### HOW TO COMPLETE THIS TASK
Look through the data below for the line with "For each instance of the yellow pineapple", and transcribe it exactly together with each line after it up to and including the line with "For each instance of the person's other". Give nothing else.
EXTRACTED DATA below:
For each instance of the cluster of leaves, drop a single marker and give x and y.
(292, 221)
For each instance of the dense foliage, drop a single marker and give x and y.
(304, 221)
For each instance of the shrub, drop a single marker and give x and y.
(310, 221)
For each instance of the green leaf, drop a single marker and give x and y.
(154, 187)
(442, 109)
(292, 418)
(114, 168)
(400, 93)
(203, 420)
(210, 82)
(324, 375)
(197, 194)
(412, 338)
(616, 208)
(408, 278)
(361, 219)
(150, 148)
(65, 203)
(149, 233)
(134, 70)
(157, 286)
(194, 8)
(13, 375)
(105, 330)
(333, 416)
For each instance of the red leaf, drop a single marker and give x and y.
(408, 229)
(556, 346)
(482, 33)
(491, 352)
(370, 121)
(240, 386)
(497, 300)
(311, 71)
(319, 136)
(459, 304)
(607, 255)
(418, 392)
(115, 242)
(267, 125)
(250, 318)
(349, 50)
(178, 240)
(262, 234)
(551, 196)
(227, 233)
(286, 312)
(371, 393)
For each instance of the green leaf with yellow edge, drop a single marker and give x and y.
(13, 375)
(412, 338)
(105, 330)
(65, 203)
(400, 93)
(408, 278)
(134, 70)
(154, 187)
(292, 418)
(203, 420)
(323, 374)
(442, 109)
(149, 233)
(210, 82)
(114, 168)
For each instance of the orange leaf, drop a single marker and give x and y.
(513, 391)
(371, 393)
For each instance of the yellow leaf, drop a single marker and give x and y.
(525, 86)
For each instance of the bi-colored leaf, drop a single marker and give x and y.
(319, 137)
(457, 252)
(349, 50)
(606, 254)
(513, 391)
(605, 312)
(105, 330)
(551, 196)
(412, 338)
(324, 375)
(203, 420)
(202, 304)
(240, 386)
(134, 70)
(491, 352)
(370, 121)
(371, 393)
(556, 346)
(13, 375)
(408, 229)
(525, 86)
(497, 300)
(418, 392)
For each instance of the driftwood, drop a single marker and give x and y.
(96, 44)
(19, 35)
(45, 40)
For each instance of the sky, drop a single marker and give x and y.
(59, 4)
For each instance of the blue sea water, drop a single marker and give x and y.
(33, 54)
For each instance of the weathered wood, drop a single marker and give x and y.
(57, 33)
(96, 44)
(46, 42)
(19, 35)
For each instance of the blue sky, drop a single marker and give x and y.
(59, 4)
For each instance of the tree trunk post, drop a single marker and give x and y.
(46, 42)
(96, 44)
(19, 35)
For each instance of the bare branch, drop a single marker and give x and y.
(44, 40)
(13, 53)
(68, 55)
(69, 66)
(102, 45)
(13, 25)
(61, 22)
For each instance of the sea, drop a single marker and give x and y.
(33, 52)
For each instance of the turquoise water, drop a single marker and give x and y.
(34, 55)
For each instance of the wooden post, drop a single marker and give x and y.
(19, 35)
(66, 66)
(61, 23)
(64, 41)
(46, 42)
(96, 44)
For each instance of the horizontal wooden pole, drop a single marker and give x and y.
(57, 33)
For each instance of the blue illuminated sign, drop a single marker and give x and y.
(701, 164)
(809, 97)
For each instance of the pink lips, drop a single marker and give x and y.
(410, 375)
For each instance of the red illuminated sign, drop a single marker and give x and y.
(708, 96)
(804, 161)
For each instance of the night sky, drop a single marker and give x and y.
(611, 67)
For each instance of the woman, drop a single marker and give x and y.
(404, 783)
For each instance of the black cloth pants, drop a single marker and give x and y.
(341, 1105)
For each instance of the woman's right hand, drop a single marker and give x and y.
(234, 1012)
End of EXTRACTED DATA.
EXTRACTED DATA below:
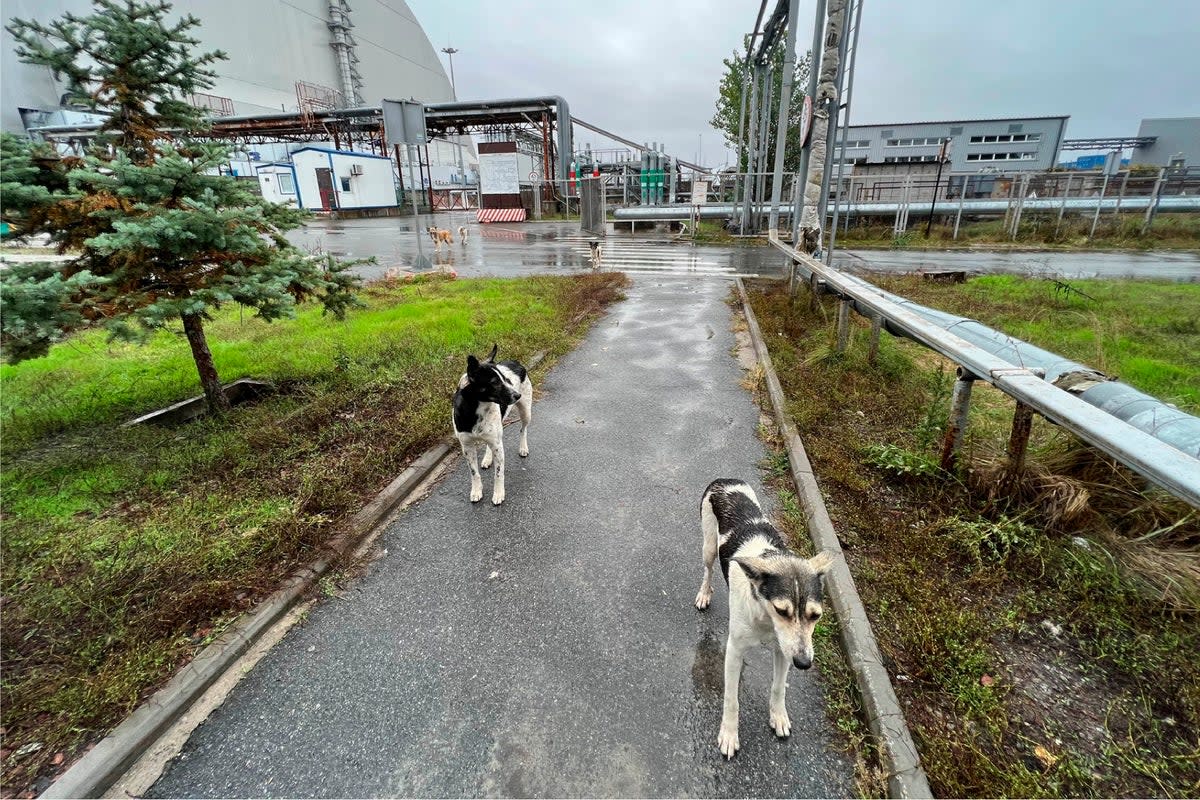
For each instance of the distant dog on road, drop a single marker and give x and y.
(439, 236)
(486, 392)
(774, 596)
End of EXTRACTED DATA.
EXTRACTED DATA below:
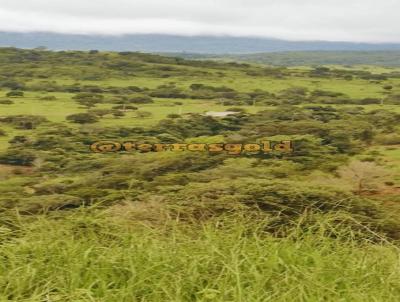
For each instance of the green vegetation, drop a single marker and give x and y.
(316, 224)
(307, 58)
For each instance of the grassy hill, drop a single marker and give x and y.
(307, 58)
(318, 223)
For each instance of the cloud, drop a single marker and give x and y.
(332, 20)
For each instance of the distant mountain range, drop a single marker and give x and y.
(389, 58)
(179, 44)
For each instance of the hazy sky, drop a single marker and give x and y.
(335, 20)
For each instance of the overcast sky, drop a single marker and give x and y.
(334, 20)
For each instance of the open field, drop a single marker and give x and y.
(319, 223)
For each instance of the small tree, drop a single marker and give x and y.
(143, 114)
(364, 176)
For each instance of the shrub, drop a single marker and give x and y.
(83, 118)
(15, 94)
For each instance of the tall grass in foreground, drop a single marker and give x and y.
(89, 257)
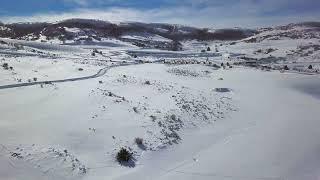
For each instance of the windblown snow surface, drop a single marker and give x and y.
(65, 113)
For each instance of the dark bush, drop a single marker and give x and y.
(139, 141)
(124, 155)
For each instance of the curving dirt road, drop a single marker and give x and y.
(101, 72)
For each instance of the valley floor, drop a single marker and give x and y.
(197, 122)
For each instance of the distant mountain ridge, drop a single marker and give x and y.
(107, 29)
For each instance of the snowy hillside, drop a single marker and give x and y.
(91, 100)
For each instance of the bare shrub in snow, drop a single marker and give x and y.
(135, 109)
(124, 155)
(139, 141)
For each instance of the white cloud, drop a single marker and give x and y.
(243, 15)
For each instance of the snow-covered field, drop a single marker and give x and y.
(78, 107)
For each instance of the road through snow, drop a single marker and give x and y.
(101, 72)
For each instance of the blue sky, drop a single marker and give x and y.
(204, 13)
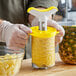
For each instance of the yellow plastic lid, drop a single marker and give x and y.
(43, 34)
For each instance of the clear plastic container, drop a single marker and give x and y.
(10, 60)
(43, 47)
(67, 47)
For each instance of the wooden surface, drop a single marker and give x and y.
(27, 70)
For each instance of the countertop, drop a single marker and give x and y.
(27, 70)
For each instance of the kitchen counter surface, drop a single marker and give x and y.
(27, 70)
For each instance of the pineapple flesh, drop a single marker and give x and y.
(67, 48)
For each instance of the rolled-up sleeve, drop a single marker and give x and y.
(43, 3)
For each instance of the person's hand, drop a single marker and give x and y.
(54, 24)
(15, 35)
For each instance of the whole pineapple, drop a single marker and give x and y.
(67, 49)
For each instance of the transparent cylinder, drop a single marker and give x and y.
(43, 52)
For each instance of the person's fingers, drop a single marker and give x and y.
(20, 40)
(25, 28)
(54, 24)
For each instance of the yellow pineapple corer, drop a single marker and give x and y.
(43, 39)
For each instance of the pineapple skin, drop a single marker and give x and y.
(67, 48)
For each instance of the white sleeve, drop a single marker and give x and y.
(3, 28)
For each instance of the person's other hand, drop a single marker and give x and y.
End of EXTRACTED DATA.
### SOLUTION FOR THIS PROBLEM
For each instance of the yellow pineapple corer, drop a single marker and give x and y.
(43, 39)
For each instance of the pineapple skin, drop a single marker and give x and y.
(67, 48)
For each instance of the white sleeve, drop a single marker and give x and y.
(3, 28)
For each instance of the person's other hand, drop a single marker and give x and y.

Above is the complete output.